* Problem to work on *
Please report how many lines of the data below contain the string "roof". Give only the number.

[START The input]

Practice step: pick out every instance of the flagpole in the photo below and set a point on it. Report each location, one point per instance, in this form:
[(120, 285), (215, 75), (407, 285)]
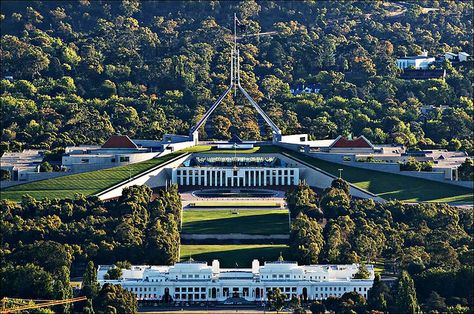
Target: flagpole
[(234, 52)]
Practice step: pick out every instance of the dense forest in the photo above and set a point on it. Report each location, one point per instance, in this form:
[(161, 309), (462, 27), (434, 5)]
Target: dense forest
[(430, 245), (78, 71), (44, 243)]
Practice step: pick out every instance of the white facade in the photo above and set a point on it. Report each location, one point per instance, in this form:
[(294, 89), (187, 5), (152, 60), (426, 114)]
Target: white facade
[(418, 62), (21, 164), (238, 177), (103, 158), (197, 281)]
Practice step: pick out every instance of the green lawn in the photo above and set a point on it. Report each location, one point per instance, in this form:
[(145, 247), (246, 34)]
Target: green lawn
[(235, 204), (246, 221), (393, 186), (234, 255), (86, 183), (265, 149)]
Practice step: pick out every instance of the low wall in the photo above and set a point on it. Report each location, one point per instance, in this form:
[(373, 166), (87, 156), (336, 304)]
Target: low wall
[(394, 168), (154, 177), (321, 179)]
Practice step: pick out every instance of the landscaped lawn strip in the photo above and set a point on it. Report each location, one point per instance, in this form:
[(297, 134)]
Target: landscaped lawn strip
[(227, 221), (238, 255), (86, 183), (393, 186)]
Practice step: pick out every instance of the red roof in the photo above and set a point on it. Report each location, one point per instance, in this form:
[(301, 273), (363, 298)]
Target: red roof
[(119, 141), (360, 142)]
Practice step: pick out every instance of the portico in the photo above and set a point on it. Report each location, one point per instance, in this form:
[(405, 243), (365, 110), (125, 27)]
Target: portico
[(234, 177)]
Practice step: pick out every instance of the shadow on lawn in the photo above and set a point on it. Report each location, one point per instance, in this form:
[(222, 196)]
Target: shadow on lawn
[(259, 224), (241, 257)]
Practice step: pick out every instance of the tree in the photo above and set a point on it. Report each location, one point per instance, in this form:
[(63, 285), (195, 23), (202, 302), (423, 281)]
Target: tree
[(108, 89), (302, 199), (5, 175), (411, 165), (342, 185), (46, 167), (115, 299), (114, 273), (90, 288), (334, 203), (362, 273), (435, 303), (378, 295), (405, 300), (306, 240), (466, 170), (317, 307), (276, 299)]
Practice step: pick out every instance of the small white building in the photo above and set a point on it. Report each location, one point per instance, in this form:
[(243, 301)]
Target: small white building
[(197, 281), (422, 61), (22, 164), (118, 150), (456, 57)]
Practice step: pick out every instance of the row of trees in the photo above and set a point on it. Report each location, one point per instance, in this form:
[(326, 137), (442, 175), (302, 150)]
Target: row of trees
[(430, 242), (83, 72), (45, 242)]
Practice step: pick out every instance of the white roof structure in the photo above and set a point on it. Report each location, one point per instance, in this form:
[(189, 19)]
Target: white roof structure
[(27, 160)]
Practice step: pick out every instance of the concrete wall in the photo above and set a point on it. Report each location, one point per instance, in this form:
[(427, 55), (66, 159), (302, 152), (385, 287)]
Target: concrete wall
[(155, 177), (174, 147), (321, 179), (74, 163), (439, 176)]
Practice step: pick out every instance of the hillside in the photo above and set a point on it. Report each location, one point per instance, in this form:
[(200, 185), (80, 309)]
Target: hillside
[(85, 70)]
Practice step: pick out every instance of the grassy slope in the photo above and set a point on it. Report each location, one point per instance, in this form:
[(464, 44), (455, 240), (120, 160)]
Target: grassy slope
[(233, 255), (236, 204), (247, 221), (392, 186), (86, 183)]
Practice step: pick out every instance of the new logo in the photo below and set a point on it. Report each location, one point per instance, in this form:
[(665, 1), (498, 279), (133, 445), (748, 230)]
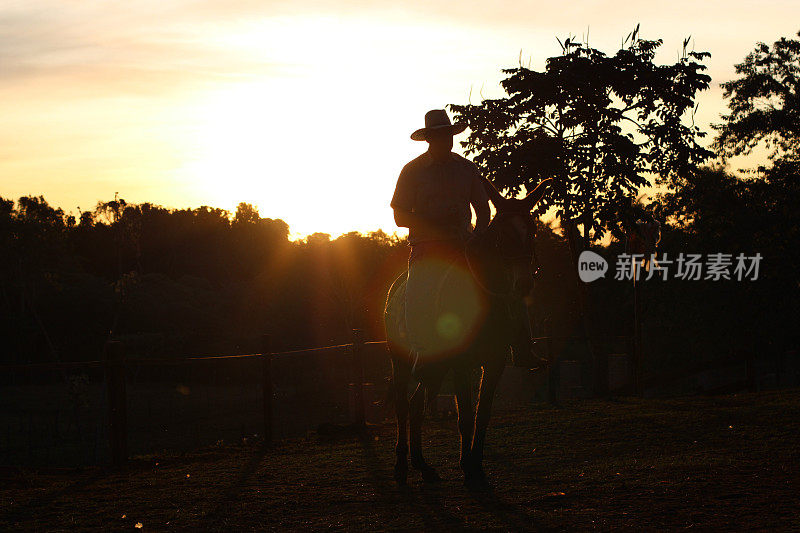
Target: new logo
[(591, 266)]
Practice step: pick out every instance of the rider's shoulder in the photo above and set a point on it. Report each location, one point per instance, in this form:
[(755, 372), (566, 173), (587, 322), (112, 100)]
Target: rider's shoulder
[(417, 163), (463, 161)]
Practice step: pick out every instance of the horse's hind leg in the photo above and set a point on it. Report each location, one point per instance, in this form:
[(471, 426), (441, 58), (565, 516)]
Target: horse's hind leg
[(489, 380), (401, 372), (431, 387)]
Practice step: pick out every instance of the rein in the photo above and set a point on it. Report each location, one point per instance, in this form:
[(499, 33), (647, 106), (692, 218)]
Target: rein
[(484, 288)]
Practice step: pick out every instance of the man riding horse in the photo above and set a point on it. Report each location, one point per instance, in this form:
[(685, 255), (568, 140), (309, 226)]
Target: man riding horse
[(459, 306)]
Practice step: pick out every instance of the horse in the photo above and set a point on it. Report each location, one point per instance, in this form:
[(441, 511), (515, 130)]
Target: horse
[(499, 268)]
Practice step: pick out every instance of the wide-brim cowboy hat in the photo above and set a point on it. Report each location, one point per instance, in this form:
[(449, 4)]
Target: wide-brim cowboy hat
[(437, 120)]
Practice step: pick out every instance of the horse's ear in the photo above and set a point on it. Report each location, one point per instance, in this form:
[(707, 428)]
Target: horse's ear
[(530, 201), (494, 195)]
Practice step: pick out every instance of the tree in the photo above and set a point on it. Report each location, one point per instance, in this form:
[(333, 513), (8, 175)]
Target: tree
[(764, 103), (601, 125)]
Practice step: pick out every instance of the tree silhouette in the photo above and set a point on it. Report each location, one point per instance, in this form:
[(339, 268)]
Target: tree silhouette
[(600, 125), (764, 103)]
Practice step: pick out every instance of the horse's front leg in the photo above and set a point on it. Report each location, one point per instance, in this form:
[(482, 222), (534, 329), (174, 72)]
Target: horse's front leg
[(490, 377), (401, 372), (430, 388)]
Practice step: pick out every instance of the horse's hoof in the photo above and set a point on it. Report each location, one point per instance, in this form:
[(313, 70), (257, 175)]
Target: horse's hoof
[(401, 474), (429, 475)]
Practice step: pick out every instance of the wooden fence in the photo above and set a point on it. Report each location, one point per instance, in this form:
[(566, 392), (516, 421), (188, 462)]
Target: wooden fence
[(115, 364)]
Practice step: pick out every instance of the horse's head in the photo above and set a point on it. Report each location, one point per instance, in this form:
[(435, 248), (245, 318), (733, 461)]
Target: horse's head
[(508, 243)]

[END The input]
[START The input]

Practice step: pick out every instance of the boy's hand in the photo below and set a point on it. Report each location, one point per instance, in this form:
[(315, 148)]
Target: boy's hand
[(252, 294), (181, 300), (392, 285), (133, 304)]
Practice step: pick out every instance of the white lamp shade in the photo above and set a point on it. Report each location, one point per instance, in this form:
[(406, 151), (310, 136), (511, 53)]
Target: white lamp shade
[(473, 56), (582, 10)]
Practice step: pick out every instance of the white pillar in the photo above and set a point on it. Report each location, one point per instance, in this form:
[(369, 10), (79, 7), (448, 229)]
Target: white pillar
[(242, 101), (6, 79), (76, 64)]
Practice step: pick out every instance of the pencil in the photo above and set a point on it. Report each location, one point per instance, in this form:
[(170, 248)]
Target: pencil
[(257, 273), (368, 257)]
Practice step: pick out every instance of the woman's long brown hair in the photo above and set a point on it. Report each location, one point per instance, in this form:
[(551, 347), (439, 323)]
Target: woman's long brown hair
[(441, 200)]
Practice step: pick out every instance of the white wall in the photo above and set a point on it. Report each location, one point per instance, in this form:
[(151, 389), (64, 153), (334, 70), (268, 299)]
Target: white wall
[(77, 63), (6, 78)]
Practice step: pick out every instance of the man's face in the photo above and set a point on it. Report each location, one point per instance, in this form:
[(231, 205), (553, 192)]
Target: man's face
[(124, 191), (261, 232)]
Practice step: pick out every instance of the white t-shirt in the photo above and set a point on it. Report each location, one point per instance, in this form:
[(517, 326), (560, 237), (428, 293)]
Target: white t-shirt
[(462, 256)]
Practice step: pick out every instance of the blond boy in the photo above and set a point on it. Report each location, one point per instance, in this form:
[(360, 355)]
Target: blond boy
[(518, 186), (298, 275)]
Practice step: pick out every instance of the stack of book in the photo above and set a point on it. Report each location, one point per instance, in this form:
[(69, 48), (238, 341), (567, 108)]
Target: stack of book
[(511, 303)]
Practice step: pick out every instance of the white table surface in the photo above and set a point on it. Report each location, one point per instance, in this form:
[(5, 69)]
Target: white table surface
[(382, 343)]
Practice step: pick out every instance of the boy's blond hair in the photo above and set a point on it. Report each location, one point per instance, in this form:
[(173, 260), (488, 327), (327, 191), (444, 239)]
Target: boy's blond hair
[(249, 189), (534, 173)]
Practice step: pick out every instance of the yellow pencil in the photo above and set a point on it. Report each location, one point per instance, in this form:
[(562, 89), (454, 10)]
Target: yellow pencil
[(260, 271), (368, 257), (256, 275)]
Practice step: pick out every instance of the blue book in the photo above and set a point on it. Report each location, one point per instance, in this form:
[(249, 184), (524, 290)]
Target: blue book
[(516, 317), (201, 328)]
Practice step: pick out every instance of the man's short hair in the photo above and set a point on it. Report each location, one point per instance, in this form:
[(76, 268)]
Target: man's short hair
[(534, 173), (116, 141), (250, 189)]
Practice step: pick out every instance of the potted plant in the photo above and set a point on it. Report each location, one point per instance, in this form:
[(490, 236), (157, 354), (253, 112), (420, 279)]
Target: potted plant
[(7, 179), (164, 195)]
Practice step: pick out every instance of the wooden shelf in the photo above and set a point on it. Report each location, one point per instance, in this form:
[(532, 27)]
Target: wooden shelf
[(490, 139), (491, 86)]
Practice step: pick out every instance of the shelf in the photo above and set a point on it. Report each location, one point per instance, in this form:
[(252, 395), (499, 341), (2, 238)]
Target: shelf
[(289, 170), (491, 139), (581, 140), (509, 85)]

[END The input]

* Expected output *
4